══ Document extract ══

A Member of Parliament, recommended as having special relevant interest, explained that he could not meet me because of House of Commons protocol, so my own MP took the matter up and has posted a succession of enquiries and reminders to the Lord Chancellor over a period of several years, with long delays before receipt of formal responses which do not address the key issues.

He was belatedly informed that two formal letters from the Society of Clinical Psychiatrists never reached the Lord Chancellor's office, and he confirmed later that two recent letters from me, addressed to him at the House of Commons, also never reached him!  I should accept, he explained, that thousands of letters are sent to the Palace of Westminster every day, and that some of them are bound to go missing.  (On the way through this long-running, six years saga, very many communications have allegedly not arrived or gone missing.)  He has been reluctant, because 'we are both busy men', to take up my suggestion to meet by appointment outside the local 'advice surgery' to discuss personally the complex issues and possible ways forward, and he has intimated that not all interventions on behalf of constituents by Members of Parliament can be expected to succeed.   

It was urged as long ago as 1994 that a proper complaints procedure was required to protect MHRT doctors.  On account of my unremitting persistence, a review was finally initiated in 1999, but the Society of Clinical Psychiatrists did not have an opportunity to consider the proposals at the consultation stage.  The new arrangements for the MHRT (only) which came into action late last year should be carefully scrutinised by psychiatrists who may contemplate becoming medical members.  Despite some questionable features, they have introduced improved safeguards against unaccountable and secretive disciplinary action, and include one dramatic provision, given my circumstances which, it has been acknowledged, drove forward the review which was eventually completed last year - future dismissals will only be authorised by the Lord Chief Justice! 

There is however no provision for retrospective review of previous dismissals from the Mental Health Review Tribunals effected by the Lord Chancellor, even though the numbers of similarly aggrieved former members likely to seek such a course must be miniscule.  

To my best knowledge, the important lacuna in civil libertarian terms revealed in this research remains unaddressed for the other Tribunals under the auspices of the Lord Chancellor's Department, upon which doctors serve as Medical Members.

Some of the papers listed below may provide helpful background information about the realities of this very onerous, but always less than well-remunerated, medico-legal job.  I learn now that revised financial arrangements for medical members under present consideration give further cause for concern, and that indeed the complete removal of medical members from a new style process is being seriously contemplated; but those must be matters for the active medical members and responsible psychiatrists of the (real) new Millennium to debate.  

 

P Grahame Woolf FRCPsych, January 2001

The paper was updated in September 2002

 

References

Greenblatt, M. (1986) The use and abuse of power in the administration of systems Psychiatric Annals 16, 650-652.

House, R. J. (1991) The Distribution and Exercise of Power in Complex Organisations Leadership Quarterly 2(1), 23-58.

Howell, S. (1997) Editorial, MHRT Members' News Sheet 8, 1-2.

Richardson, G. & Machin, D. (2000)  Doctors on tribunals - A confusion of roles British Journal of Psychiatry, 176, 110-115

Rooth, G. (2001) The future (or not) of the medical member Psychiatric Bulletin, 25, No. 1.

Society Of Clinical Psychiatrists Study Group (1988) A Code of Practice for suspending Hospital Doctors  British Journal of Clinical & Social Psychiatry 6, 94

Woolf, P. G. (1991) The role of the doctor in the Mental Health Review Tribunal  Bulletin of the Royal College of Psychiatrists, 15 407-409.

- - - - - (1999) Discipline in Public Service Justice of the Peace Vol.163, No.26

- - - - - (1999) Serving the MHRT 1966-98 Psychiatric Bulletin, 23, No. 4.

- - - - - (1999) Inside the Mental Health Review Tribuna1 British Journal of Clinical and Social Psychiatry,Vol 10 No 1.

═══
══ Source data ══

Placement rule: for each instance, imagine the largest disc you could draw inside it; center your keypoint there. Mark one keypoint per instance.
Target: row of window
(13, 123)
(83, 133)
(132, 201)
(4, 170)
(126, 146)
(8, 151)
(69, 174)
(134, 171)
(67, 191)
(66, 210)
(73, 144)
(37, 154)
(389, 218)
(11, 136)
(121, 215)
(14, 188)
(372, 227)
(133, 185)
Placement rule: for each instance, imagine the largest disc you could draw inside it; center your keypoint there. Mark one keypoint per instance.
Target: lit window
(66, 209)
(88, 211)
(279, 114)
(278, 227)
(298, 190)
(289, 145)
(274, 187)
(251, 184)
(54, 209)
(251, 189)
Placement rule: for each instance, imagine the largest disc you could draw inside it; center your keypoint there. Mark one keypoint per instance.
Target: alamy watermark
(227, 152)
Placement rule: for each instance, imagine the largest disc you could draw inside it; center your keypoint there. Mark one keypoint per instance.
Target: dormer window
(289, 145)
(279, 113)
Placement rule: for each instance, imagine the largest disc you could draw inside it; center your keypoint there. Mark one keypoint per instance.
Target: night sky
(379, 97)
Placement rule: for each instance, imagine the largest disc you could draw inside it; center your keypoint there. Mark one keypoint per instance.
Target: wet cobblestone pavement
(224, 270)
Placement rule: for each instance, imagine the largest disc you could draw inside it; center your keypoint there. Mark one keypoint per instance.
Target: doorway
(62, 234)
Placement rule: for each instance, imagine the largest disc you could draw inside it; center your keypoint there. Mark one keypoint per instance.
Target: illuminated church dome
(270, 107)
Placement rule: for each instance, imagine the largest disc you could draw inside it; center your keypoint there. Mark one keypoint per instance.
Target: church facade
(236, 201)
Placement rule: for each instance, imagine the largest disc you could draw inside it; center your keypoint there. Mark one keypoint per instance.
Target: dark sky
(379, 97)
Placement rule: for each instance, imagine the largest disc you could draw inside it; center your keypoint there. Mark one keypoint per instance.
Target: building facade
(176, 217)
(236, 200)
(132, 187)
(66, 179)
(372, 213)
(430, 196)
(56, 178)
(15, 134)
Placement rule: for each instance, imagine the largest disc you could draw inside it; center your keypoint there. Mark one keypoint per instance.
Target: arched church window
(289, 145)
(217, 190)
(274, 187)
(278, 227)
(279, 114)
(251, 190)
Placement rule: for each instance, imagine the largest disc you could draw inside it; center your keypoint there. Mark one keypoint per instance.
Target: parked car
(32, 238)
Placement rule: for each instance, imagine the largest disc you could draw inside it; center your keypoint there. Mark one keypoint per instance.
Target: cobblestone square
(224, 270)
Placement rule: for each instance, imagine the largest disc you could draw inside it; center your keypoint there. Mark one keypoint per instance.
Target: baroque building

═══

• _Exercise 1_
Answer these questions about the MHRT text, one line each:
(a) In what year was it first urged that a proper complaints procedure was needed to protect MHRT doctors?
(b) Under the new arrangements, who will authorize future dismissals?
(c) When was the paper updated?
• _Exercise 2_
Give the author and title of every reference in the MHRT text's reference list that was published before 1995.

• _Answer box 1_
(a) 1994
(b) The Lord Chief Justice
(c) September 2002

• _Answer box 2_
- Greenblatt, M. (1986): The use and abuse of power in the administration of systems
- Society Of Clinical Psychiatrists Study Group (1988): A Code of Practice for suspending Hospital Doctors
- House, R. J. (1991): The Distribution and Exercise of Power in Complex Organisations
- Woolf, P. G. (1991): The role of the doctor in the Mental Health Review Tribunal